TASK DIRECTIONS: Show each line of the rows below that contains the word "shirt". Case counts.

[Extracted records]

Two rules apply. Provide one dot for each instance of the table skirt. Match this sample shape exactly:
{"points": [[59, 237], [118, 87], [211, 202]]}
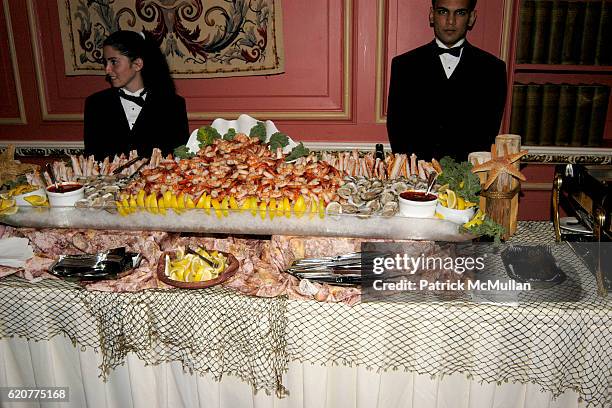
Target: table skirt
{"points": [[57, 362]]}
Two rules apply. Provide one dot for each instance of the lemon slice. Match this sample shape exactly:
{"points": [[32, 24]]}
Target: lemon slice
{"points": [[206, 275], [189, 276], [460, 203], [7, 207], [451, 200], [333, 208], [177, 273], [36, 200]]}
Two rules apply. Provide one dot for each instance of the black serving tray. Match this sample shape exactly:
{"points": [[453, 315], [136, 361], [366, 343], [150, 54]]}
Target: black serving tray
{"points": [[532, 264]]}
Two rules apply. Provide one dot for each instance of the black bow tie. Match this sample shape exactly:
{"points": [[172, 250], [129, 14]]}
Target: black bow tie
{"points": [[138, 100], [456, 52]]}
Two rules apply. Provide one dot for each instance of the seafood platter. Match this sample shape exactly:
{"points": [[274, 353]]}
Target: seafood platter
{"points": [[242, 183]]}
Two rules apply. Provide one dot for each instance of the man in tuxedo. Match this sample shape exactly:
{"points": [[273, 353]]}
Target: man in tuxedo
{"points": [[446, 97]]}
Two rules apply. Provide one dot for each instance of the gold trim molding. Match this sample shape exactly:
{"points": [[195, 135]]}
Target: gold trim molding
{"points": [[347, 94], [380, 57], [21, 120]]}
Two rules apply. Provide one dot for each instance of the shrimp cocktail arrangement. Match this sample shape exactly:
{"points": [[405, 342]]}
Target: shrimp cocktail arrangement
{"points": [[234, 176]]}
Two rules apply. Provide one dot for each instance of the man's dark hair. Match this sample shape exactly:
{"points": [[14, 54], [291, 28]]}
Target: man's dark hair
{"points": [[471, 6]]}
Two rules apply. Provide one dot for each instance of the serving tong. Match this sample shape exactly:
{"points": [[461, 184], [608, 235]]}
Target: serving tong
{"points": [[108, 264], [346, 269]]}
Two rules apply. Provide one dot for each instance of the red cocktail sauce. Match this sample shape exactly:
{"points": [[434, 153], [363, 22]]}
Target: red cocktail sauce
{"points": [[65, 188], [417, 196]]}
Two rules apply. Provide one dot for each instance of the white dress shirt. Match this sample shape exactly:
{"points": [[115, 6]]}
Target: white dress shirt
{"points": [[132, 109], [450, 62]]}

==

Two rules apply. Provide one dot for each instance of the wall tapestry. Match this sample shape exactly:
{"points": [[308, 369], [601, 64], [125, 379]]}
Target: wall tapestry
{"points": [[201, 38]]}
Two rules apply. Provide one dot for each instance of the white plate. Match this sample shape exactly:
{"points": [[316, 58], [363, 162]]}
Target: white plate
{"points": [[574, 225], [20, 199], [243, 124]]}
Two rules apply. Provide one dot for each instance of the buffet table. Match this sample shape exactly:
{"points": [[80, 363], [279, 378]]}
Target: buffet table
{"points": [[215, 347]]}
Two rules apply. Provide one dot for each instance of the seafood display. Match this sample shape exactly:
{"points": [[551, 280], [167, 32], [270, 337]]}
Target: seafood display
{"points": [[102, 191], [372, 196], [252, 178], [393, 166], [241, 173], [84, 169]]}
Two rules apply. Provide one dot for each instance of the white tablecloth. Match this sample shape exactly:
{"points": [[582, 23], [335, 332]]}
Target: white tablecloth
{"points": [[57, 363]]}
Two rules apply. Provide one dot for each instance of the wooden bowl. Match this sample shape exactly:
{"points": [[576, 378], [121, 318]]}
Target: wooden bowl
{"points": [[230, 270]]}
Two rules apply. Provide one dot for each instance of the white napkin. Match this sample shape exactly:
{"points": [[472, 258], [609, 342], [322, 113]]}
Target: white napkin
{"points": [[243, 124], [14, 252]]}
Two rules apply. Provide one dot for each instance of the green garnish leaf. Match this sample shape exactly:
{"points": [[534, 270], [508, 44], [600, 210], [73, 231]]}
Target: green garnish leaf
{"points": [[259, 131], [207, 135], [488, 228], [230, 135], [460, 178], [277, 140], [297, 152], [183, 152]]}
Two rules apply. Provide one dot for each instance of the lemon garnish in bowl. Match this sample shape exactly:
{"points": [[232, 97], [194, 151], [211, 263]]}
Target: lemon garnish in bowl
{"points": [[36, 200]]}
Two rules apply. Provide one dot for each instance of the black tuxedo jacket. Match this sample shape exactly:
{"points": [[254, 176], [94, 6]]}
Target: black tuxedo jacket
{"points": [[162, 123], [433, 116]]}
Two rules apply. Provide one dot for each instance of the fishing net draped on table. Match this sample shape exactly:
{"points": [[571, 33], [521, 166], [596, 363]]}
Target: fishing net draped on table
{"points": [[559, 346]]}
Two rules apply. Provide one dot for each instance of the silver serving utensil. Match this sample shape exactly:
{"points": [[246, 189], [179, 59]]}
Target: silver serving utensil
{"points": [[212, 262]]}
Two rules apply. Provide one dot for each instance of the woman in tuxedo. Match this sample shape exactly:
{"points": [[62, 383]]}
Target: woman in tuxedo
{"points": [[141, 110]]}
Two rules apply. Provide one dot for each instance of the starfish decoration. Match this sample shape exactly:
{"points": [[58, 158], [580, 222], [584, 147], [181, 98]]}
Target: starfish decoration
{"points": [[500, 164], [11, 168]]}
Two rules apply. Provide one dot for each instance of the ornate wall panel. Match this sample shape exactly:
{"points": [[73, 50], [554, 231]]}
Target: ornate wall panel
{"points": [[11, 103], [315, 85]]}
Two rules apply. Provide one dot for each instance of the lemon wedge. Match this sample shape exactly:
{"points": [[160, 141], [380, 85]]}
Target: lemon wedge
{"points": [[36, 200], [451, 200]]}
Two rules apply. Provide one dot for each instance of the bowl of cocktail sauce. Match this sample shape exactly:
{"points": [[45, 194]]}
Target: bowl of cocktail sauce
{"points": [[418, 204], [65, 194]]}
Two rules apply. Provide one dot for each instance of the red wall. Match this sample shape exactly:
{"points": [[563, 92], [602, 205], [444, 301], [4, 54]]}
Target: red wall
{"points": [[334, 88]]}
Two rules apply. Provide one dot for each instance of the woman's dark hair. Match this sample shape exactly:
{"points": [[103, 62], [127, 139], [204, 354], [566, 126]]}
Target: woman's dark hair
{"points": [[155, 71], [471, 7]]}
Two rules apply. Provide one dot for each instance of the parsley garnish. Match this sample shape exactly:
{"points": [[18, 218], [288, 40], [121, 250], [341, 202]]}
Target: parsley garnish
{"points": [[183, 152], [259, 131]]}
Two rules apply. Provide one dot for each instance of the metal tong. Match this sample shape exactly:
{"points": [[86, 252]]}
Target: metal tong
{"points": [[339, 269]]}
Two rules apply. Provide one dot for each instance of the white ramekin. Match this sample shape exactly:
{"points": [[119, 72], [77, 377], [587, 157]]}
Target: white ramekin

SOLUTION:
Two rules apply. Provide one dot for each instance of the white dress shirt. Match this sample shape exactly:
Target: white dress shirt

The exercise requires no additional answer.